Records shown ->
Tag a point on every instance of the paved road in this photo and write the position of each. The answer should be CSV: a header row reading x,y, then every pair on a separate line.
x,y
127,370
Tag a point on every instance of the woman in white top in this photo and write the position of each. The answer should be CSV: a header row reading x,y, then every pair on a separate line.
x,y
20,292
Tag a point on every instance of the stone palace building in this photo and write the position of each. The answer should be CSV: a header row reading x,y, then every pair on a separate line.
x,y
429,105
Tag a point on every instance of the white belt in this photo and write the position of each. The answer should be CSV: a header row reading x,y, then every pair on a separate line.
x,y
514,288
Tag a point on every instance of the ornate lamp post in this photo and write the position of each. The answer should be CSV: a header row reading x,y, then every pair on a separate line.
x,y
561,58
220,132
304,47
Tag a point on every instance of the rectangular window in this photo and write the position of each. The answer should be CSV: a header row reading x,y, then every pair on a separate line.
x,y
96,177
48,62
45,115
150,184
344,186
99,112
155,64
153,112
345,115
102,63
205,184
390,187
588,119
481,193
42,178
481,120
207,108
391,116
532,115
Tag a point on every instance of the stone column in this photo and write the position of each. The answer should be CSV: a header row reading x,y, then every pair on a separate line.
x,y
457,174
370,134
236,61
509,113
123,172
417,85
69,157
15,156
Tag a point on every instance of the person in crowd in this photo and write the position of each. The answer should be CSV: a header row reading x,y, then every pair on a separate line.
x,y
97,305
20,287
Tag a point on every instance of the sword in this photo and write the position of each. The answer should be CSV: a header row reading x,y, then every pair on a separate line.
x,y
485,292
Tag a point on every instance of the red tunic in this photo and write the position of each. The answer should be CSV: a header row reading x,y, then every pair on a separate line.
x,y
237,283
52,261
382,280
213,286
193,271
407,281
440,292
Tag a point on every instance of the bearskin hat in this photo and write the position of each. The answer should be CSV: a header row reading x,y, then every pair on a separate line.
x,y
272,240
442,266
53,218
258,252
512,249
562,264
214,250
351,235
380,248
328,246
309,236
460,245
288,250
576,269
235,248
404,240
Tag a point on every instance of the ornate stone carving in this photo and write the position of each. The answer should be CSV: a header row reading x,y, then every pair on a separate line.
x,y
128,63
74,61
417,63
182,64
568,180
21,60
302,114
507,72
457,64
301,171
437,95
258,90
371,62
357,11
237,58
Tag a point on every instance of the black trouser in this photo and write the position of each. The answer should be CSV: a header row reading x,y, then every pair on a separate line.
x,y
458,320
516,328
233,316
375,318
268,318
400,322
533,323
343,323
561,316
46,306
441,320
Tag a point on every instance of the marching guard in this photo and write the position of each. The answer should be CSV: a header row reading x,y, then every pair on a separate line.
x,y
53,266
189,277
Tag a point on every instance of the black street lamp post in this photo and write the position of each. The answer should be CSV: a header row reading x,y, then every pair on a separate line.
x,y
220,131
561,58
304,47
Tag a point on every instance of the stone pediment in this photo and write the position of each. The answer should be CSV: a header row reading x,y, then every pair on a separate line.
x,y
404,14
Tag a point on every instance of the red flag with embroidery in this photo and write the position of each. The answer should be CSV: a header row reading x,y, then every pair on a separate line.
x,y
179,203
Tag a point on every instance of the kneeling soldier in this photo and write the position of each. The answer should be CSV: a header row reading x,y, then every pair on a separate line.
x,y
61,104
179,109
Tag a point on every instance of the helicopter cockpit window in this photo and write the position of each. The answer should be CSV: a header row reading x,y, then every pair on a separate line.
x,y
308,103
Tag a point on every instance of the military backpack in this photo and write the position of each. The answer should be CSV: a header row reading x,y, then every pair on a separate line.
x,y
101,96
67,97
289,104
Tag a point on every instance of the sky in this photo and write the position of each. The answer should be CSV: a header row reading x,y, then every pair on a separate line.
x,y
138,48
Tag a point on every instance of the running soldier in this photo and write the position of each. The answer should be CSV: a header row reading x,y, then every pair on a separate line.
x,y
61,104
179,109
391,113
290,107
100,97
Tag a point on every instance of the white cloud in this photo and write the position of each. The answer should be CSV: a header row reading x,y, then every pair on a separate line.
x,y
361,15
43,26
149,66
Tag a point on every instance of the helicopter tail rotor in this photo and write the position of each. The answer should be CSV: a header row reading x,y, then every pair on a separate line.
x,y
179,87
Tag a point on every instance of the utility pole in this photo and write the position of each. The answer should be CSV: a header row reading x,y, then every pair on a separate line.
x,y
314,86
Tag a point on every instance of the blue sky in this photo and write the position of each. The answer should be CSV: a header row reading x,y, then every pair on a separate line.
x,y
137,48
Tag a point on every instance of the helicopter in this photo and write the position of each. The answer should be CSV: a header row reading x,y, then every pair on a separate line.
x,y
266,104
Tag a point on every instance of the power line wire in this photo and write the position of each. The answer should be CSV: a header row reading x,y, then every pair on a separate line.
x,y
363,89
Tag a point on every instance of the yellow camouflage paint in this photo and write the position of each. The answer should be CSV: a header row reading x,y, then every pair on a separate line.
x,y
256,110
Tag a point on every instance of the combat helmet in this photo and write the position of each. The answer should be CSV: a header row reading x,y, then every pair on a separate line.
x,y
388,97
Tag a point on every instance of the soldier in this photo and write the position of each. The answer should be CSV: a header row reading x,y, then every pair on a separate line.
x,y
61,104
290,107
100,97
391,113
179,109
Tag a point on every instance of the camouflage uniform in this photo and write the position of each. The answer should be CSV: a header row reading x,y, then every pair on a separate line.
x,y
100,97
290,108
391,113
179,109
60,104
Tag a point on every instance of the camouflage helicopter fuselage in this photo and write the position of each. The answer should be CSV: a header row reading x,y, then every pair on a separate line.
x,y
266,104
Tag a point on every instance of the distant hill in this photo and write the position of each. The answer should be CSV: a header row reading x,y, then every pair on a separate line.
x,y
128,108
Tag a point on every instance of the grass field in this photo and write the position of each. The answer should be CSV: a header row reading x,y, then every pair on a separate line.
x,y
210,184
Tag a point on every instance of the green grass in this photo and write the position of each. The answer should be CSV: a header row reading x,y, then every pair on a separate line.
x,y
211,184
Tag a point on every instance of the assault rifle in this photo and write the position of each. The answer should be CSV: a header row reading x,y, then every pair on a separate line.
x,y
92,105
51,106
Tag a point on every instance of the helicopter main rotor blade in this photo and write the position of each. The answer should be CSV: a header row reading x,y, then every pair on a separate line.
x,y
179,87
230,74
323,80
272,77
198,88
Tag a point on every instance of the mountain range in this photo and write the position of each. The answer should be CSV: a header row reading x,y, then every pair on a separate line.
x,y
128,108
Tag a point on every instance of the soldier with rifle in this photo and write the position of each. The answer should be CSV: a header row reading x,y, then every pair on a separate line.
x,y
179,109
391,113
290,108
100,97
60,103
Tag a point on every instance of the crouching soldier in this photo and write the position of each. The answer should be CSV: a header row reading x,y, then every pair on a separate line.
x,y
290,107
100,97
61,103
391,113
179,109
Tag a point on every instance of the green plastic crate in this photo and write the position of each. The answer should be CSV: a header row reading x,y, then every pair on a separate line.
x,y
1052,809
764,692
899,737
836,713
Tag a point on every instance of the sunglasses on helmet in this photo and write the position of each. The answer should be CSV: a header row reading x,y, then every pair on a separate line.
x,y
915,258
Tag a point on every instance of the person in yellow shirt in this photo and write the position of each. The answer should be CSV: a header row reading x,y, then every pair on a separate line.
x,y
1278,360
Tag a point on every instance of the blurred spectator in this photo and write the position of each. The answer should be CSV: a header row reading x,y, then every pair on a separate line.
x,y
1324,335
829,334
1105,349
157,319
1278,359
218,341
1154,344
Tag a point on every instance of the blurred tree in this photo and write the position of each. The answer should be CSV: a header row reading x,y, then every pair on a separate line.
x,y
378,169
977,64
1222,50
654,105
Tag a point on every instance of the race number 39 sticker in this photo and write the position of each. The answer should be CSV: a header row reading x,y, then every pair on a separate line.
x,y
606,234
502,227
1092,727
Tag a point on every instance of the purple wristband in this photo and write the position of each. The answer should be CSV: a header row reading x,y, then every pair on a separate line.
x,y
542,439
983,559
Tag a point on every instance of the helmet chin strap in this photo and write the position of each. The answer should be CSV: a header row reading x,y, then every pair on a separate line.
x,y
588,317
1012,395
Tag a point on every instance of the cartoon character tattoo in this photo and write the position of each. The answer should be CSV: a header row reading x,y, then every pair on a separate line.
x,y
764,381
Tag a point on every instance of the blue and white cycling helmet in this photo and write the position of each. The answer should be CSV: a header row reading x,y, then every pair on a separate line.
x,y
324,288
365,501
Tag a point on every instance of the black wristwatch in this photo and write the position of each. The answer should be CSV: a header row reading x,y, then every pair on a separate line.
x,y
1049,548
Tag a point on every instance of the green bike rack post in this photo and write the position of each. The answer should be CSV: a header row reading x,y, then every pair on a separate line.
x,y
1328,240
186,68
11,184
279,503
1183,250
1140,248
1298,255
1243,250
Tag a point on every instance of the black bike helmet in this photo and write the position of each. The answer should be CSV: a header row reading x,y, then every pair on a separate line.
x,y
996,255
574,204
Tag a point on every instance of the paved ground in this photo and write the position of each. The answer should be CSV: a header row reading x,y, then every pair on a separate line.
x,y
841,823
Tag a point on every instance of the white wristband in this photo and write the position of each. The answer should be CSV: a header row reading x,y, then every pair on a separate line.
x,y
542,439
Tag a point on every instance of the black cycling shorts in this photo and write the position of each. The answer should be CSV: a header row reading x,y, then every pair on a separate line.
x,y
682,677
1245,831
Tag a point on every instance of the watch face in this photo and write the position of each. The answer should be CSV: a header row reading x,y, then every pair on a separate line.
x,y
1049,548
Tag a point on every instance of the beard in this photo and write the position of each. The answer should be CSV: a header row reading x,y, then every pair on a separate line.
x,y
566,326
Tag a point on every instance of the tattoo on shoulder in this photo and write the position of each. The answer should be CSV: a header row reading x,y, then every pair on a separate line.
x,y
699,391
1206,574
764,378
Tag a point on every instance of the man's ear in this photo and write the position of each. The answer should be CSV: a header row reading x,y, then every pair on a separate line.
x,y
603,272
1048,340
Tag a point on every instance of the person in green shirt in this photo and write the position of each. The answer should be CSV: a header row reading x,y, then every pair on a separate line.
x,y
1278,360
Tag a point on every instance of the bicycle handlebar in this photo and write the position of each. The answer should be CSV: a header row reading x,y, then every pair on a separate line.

What the task requires -> Reproduce precisely the span of lines that begins at the line containing "Tag a point on every instance of the green bike" and ends with the last line of the listing.

Written solution ->
Tag a point on every instance of the green bike rack post in this photo and write the position of each. The answer should be CSV: a header row reading x,y, then every pair on a separate line.
x,y
1328,240
186,68
11,184
279,503
1183,250
1140,248
1298,255
1243,250
Tag a point on every instance of the black bike helmet in this photo and write the position of each. The answer should be CSV: a header row reading x,y, then every pair on a separate line.
x,y
996,255
574,204
Tag a point on every instance of the paved ground in this photo and write the position of each. The answer should be CSV: a header row reading x,y, then every pair on a separate line.
x,y
841,823
Tag a point on every instance of the white wristband in this photo and write the position of each. The answer should be CSV: a header row reading x,y, then every pair on a separate line.
x,y
542,439
Tag a point on every instance of the black cycling shorts in this photo and write the position of each. The answer should be CSV: a header row reading x,y, then every pair on a separate line.
x,y
682,677
1245,831
Tag a point on every instance of the watch face in this photo and write the position of each. The answer should be CSV: a header row reading x,y, then every pair on a separate line.
x,y
1049,548
Tag a point on every instance of the beard in this photo and write the position of each. The answer should be CSV: a header row reading x,y, then every pair on a separate line.
x,y
566,326
Tag a point on every instance of the tattoo on shoulder in this photo and write the position of each. The answer should be CSV: a header row reading x,y, then every pair on a separate line.
x,y
699,391
1206,574
764,378
Tag a point on every instance of the man's ear in this photo and write the position of each. The answer should be CSV: a header row reading x,y, then every pair on a separate line.
x,y
603,272
1048,340
Tag a point on every instance of the person in green shirt in this photo and write the position of each. The answer should be CSV: a header row reading x,y, then every pair on a separate line.
x,y
1278,360
Tag a point on every instance of the bicycle handlebar in this photo and write the position of each. The answer should be CSV: a header row reading x,y, then every pair on a separate line.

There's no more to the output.